[PAGE EXTRACT]:

══════

What about success stories?
I’m happy to report that, in addition to all the constructive criticism, students have positive things to say about their semesters. Over eighty percent of students surveyed say they are personally comfortable with the technology used for remote delivery. Many students appreciate the flexibility of online courses, and many find it helpful to watch or re-watch lectures at different rates. Some students who would usually require academic accommodations are finding that they don’t require them because of factors like recorded lecture captioning, and longer assessment windows, or different kinds of remote assessments. Students who aren’t comfortable speaking up in classrooms appreciate being able to contribute to discussions with the “chat” function rather than verbally. And the Fall 2020 final exam schedule has been reduced by 25 per cent, compared to Fall 2019, so I anticipate this will mean reduced stress and anxiety for many during the final exam season
It’s important to recognize the work of our instructors in all this as well: they have really stepped up to the plate. We’re hearing about some really great remote teaching strategies. Some of them require a fair bit of work and planning, like giving students a low-stakes practice exam so they can get used to the technology before writing the real exam. Or professors who schedule additional discussion sessions to help students participate from different time zones. Then there are the smaller efforts that students really appreciate: uploading lectures in smaller chunks so that students can more easily re-watch specific content, using breakout rooms to foster discussions, even something as simple as scheduling breaks. And, as a note to profs: Students really like seeing your face in recorded lectures! They miss you as much as you miss them. All those little touches can really add up.
While we don’t have a crystal ball, what things might be in store for students in the Winter 2021 term?
As the Provost announced in late semester, the Winter term will necessarily have some similarities to the Fall term, in that most courses will be delivered primarily through remote means. However, with international students now being able to travel for their studies, we have strong indications that most of our students will be in Montreal this winter, and we want to support them in this decision. Our students are eager for connections to the University, especially around academics and academic success.
Almost half of the students who completed the survey said they’d physically been on campus during the Fall semester, whether to attend a class in a Teaching Hub, use a Study Hub, pick up course materials from the bookstore, or for an appointment with an advisor, counsellor or some other student service. Eighty-one per cent of them felt comfortable being on campus, in terms of the safety measures in place.
We are working closely with Faculties to ensure there are enhanced opportunities for in-person classroom experiences – and all of these will be planned with strict safety protocols in place. The in-person experiences won’t generally be full classes, but could perhaps be some specific lectures or labs, conference sections, perhaps discussion groups, tutorials, or smaller seminar classes. The planning will be done in a way to not disadvantage students who cannot be here, and, if the situation in Montreal means we have to switch back to remote delivery, we will be able to do this. We have also heard positive feedback about the Study Hubs and we realize study space is a priority for many students.
In the weeks ahead, you’ll be hearing more details about what is being planned for Winter. There will also be more opportunities to share your experiences and ideas.

══════

[SUPPLIED DATA]:
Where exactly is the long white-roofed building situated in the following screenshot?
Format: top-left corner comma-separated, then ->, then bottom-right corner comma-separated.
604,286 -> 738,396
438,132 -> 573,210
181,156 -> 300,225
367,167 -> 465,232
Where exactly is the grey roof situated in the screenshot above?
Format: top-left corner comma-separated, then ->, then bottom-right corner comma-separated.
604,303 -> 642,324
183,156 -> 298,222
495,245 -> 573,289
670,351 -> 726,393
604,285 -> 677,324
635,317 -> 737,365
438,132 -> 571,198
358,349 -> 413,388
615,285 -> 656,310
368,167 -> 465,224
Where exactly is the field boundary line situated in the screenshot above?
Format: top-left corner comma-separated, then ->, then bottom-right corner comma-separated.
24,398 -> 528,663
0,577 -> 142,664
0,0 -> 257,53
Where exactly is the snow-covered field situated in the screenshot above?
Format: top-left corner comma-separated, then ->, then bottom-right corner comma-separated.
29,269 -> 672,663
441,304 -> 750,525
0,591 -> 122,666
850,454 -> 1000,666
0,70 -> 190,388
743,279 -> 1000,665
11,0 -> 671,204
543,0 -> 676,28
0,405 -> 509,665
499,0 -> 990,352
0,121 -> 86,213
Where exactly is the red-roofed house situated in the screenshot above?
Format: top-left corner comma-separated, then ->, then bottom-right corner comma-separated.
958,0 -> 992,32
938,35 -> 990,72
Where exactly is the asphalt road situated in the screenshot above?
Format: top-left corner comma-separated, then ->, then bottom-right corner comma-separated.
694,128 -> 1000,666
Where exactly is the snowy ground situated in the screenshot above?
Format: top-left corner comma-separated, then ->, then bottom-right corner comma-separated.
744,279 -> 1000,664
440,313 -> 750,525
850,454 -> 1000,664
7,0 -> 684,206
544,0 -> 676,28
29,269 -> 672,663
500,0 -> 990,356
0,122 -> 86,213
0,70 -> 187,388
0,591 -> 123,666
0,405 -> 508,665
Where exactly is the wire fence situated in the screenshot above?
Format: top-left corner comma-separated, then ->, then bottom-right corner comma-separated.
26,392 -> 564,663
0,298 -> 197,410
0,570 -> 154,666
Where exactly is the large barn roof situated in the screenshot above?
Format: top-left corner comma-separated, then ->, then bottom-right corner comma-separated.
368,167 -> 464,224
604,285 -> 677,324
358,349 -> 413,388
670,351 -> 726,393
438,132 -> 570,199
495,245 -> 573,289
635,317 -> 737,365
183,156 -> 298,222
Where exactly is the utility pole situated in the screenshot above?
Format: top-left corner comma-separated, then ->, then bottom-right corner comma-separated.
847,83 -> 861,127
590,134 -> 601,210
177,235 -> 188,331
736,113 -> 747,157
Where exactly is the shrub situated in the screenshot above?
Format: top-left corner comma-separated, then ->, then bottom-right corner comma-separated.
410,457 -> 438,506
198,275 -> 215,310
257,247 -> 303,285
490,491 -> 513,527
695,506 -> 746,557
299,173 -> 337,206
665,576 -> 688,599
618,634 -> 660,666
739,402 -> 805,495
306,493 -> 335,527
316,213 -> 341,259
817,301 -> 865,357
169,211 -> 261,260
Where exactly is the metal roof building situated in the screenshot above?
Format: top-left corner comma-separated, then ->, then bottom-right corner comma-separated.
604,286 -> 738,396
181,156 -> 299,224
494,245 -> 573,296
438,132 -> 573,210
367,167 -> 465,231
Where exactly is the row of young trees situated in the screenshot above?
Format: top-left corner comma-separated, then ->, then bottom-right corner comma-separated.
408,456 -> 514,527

══════

[THE TASK]:
Answer from the remote learning text:
(a) By how much was the Fall 2020 final exam schedule reduced compared to Fall 2019?
(b) What share of surveyed students who had been on campus felt comfortable there, in terms of the safety measures?
(c) What do some instructors give students before the real exam so they can get used to the technology?

[SOLUTION TO THIS PROBLEM]:
(a) By 25 per cent.
(b) Eighty-one per cent.
(c) A low-stakes practice exam.